> **記述課題 1**: 円安政策を論じた本文によると、日本の貿易黒字はいつ頃から減少し始めましたか。
> **記述課題 2**: 円安政策を論じた本文を、最後の文の後から書き進めてください。

#### 選択テキスト ####

なぜ日本が円安を進めたかと言えば、円高になると企業の利益が圧迫されるという産業界の声を受けてのものだったが、一番は中国の工業化に対応するためだった。
日本は、中国との価格競争で苦境に陥った産業と企業を救済するため、国内賃金を抑え、かつ為替レートを円安に誘導した。
確かにこの政策で、日本企業は安売りで輸出を増やし、利益を上げることができた。
しかし同時に、輸入額も増大し、貿易黒字は2005年頃から減少を始める。
一見したところ円安は企業の利益に寄与するように見えるが、長期的に見れば技術力を奪い、経済の活力を奪ってしまうのだ。
円安によって、安易に利益が増加するために、日本企業は技術開発を怠り、古い産業は温存されてしまった。
この意味で、円安が日本の技術力向上を妨げたのだ。
2000年頃から円安政策(安売り戦略)によって、90年代前半までは上昇していた賃金が頭打ちになる。
「円安とは、日本の労働者の賃金をドル表示で見て安くすることを意味する。つまり、国際的に見れば、低賃金によって生き残りを図ったことになる。国内の賃金を一定水準に維持するだけで精一杯であり、賃金を上げることはできなくなったのだ。日本の賃金を上げるためには、国際的に見て競争力を持つ製造業に変えていくことが必要だったにもかかわらず、そうした努力を怠ったのだ」
昨年秋以降から始まった原油価格の上昇と円安が相俟って、現在、輸入価格がうなぎのぼりで上がってる。
さすがに消費者物価が上がってくれば、賃金も上昇するだろうと思われるだろうが、実際に上がるのは名目賃金だけで、実質賃金は一定に保たれるのではないかと著者は指摘する。
なぜなら、実質賃金を上昇させるためには、経済構造が抜本的に変革されねばならず、実体が何ら変わらないままの賃金上昇はあり得ないからだ。
中国に対抗するため通貨安政策をとったのは、主要国の中で日本だけだった。
お隣の韓国も、外需への依存度が極めて高く、もとより輸出主導型の国のはずだ。

#### 提供情報 ####

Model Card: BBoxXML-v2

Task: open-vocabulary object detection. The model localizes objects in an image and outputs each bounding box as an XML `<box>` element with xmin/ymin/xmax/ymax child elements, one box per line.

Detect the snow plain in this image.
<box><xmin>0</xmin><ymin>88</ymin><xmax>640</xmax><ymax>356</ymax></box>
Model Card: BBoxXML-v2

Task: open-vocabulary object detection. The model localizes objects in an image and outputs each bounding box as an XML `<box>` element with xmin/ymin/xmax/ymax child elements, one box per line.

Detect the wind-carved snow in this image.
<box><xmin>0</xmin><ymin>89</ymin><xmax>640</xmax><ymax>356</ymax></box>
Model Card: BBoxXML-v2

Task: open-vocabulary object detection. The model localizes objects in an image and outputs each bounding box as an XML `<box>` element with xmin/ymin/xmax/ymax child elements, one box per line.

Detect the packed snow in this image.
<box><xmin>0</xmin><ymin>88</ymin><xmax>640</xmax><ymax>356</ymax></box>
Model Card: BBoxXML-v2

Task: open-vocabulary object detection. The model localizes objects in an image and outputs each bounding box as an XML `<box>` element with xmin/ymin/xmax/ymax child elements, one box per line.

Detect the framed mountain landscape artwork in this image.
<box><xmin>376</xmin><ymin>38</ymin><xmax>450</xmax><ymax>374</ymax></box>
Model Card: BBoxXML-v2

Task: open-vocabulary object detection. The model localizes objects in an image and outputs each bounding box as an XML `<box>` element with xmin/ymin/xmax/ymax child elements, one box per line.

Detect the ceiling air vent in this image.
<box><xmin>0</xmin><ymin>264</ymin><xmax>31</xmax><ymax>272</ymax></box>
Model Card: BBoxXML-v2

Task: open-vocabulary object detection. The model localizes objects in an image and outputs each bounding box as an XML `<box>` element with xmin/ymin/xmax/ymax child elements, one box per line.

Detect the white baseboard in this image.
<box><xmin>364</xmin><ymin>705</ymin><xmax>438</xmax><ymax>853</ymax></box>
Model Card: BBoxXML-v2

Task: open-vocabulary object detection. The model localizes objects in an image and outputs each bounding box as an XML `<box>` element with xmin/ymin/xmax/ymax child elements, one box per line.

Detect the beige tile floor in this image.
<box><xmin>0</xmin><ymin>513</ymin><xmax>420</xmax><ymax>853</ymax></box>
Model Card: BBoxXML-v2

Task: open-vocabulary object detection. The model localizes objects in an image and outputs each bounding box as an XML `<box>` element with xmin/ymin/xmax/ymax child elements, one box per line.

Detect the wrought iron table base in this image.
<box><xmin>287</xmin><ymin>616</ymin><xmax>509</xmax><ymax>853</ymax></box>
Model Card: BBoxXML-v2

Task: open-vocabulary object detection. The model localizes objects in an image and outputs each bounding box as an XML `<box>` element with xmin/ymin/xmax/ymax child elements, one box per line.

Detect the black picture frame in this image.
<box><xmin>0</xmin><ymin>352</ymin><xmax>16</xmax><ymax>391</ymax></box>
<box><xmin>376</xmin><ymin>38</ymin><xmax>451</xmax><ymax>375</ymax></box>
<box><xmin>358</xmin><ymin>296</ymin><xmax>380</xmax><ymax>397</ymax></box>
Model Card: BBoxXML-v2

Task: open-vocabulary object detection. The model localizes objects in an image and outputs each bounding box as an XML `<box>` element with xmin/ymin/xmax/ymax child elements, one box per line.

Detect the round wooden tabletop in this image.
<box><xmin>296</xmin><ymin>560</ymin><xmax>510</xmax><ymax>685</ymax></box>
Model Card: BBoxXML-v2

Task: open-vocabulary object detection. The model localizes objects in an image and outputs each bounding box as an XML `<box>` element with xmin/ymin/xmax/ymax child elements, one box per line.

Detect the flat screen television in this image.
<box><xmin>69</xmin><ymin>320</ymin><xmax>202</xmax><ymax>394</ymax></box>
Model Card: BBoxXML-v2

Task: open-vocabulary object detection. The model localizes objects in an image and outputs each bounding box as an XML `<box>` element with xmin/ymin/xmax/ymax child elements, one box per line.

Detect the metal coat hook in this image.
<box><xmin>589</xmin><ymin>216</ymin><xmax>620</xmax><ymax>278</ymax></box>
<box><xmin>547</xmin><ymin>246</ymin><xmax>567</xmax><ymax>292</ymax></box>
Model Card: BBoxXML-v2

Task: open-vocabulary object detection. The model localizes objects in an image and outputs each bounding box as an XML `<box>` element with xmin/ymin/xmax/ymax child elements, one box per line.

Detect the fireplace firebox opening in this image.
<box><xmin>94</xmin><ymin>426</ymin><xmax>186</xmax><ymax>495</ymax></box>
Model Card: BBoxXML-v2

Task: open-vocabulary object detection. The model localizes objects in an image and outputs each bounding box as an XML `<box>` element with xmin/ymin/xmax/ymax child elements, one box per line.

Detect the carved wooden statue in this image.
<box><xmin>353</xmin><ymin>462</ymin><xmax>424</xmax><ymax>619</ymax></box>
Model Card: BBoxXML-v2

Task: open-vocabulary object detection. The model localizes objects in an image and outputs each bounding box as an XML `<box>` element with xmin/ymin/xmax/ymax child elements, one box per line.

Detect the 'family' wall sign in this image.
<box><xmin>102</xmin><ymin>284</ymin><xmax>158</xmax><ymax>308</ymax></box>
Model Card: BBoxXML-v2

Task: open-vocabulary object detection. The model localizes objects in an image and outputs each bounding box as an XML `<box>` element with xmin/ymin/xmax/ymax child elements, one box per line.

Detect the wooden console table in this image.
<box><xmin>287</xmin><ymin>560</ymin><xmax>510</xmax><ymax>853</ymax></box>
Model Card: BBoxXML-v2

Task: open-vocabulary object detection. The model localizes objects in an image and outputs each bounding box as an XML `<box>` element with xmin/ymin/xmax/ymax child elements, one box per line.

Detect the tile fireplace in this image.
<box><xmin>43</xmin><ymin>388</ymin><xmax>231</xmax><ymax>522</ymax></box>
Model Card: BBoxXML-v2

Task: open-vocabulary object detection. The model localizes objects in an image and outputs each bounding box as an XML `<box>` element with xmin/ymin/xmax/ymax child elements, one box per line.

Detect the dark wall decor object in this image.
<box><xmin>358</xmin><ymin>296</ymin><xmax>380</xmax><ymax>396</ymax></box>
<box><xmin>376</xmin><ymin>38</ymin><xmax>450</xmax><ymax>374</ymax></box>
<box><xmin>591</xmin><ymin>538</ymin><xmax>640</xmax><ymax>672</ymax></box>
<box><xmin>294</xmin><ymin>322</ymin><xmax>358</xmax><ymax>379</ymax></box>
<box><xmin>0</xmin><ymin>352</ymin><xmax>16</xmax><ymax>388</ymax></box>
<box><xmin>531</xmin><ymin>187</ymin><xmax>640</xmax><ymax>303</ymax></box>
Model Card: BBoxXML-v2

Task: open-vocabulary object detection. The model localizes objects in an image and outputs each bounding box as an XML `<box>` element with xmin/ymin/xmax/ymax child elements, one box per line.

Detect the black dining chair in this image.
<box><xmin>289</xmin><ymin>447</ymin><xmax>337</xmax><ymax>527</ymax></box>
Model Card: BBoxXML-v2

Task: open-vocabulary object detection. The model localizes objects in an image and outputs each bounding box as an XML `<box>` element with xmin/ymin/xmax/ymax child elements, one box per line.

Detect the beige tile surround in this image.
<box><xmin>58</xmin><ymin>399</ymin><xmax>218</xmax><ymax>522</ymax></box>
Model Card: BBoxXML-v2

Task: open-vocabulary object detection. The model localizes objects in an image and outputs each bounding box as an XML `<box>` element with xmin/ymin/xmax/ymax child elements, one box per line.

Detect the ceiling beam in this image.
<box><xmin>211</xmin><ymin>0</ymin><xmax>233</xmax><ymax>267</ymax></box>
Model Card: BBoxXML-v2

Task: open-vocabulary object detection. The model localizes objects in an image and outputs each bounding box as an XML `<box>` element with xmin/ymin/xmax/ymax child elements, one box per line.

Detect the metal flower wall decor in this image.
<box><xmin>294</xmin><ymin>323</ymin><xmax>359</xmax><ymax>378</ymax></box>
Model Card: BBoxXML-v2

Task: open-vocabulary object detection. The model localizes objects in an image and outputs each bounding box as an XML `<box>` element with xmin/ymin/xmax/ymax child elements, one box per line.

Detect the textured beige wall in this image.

####

> **最終回答 1**: 2005年頃から減少し始めました。

> **最終回答 2**:
これからすると、ウォン安政策がとられてもおかしくなかったのだが、2000年以降、韓国は通貨安を求めず、通貨高を実現させ続ける。
これは、アジア通貨危機の経験がトラウマとなっていたためだと思われるが、かわりに韓国は、安売りではなく中国の製品との差別化を図る道を選び、アメリカのIT革命とをうまく利用して、世界的な水平分業の一員となることで対抗した。
このように日本の停滞は、日米貿易摩擦でも、バブル崩壊でもなく、中国の輸出が増えたことによってもたらされた。
韓国や台湾のように中国の工業化をうまく利用すれば、新たな発展の始まりにすることもできたはずだが、日本は選択を間違ってしまった。
2013年からのアベノミクスで円安は進み、世界が成長する中で日本だけが取り残された結果、国際的地位は急速に低下していった。
よく「アベノミクスは株価を上昇させた」じゃないかと言われる。
確かに、株価だけを見れば、バブル崩壊直後の水準まで戻ったように見える。
だが、国際的な相対評価で見れば、日本の株価はバブル崩壊で落ち込んでから、回復していないことがわかる。
もっとショッキングなのは、企業の時価総額で見た場合だ。
つまり、日本の株価が32年ぶりの水準に戻る間に、アメリカ企業の時価総額は12倍になっているのだ。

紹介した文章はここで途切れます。